- [What to do]: Present every line of the rows below as a Markdown table with the columns "No." and "Line", numbering the lines in order and leaving out blank ones.

──────────

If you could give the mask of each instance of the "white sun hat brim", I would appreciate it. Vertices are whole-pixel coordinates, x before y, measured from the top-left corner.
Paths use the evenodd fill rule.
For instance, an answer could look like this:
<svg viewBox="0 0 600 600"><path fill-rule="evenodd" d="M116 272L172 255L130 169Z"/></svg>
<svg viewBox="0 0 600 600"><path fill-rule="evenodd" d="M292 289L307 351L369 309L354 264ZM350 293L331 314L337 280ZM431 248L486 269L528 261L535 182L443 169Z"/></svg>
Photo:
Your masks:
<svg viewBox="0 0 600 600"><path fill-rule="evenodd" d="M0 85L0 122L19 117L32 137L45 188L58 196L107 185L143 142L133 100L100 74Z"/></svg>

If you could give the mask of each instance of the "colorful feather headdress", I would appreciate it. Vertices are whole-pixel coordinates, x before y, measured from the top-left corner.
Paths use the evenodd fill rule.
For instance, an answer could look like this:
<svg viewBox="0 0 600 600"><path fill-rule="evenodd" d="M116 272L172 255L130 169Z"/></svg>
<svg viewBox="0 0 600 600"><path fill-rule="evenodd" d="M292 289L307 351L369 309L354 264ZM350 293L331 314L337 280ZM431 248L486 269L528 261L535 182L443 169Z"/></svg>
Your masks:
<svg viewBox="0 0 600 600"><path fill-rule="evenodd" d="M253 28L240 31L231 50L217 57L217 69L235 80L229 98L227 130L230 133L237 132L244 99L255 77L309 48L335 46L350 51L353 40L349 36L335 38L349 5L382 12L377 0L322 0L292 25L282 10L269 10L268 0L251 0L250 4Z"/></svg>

──────────

- [Exercise response]:
| No. | Line |
|---|---|
| 1 | If you could give the mask of each instance of the "white sun hat brim", I would appreciate it. Vertices are whole-pixel coordinates, x before y, measured from the top-left corner. |
| 2 | Paths use the evenodd fill rule. |
| 3 | For instance, an answer could look like this: |
| 4 | <svg viewBox="0 0 600 600"><path fill-rule="evenodd" d="M116 272L172 255L130 169Z"/></svg> |
| 5 | <svg viewBox="0 0 600 600"><path fill-rule="evenodd" d="M292 289L307 351L369 309L354 264ZM350 293L331 314L337 280ZM431 248L486 269L528 261L535 182L443 169Z"/></svg> |
| 6 | Photo: |
| 7 | Your masks: |
| 8 | <svg viewBox="0 0 600 600"><path fill-rule="evenodd" d="M0 85L0 122L19 117L32 137L45 188L58 196L107 185L143 142L133 100L100 74Z"/></svg> |
| 9 | If you could give the mask of each instance of the "colorful feather headdress", I would appreciate it. Vertices are whole-pixel coordinates, x before y, measured from the top-left corner. |
| 10 | Paths use the evenodd fill rule. |
| 11 | For instance, an answer could look like this: |
| 12 | <svg viewBox="0 0 600 600"><path fill-rule="evenodd" d="M116 272L172 255L130 169Z"/></svg> |
| 13 | <svg viewBox="0 0 600 600"><path fill-rule="evenodd" d="M292 289L307 351L369 309L354 264ZM350 293L331 314L337 280ZM431 248L486 269L528 261L535 182L443 169Z"/></svg> |
| 14 | Your masks: |
| 15 | <svg viewBox="0 0 600 600"><path fill-rule="evenodd" d="M253 28L240 31L231 50L217 57L217 69L235 80L229 98L227 130L230 133L237 132L244 99L255 77L309 48L335 46L350 51L353 40L349 36L335 38L349 5L382 12L377 0L322 0L292 25L282 10L269 10L268 0L251 0L250 4Z"/></svg> |